[Excerpt from a dataset]
####

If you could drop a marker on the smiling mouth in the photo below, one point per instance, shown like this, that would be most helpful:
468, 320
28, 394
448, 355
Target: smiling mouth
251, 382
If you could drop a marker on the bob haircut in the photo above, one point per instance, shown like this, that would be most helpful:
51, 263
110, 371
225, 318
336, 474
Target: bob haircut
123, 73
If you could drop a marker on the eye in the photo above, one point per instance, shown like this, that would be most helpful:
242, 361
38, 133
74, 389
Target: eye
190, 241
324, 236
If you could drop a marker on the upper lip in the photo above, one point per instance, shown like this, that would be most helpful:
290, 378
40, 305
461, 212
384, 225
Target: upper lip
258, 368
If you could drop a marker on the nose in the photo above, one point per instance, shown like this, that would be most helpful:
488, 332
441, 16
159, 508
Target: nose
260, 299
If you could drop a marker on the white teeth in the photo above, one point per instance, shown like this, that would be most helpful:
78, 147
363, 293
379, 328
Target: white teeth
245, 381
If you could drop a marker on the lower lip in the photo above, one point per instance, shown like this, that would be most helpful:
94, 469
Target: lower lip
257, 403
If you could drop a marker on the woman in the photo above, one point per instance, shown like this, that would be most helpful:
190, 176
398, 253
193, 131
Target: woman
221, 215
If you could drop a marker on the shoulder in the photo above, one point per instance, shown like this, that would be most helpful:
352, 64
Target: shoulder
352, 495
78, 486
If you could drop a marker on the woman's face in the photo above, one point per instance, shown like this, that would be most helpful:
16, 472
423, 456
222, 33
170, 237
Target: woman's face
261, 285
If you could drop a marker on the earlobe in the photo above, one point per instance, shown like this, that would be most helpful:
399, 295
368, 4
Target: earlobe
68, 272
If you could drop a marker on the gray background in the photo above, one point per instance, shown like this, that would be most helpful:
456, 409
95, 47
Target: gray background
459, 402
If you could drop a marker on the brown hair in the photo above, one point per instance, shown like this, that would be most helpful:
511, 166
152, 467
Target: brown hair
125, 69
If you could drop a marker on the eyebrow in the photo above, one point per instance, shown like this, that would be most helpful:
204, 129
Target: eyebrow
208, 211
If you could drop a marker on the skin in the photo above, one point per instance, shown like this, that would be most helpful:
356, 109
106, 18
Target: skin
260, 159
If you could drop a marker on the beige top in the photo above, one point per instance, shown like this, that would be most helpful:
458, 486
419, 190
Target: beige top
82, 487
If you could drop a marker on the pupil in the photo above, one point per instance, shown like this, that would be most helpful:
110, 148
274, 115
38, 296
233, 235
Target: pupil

####

**Problem to work on**
Starting from the line containing "If you could drop a marker on the skin" and ending with the final line of the data, reproduce each line exactly as it appears, including no other lines.

**The answer**
If you could drop a marker on the skin in the photo above, one point per instance, shown like this, that would be most helpful:
356, 109
106, 18
Target: skin
260, 159
If you could drop a marker on the beige top in the photo above, one point per instance, shown like this, that would be most helpful:
458, 486
419, 190
Target: beige top
82, 487
If you could drop a marker on the pupil in the photo above, one point per instance, shown like this, that would be most helpful:
110, 148
274, 115
38, 296
233, 235
Target: pupil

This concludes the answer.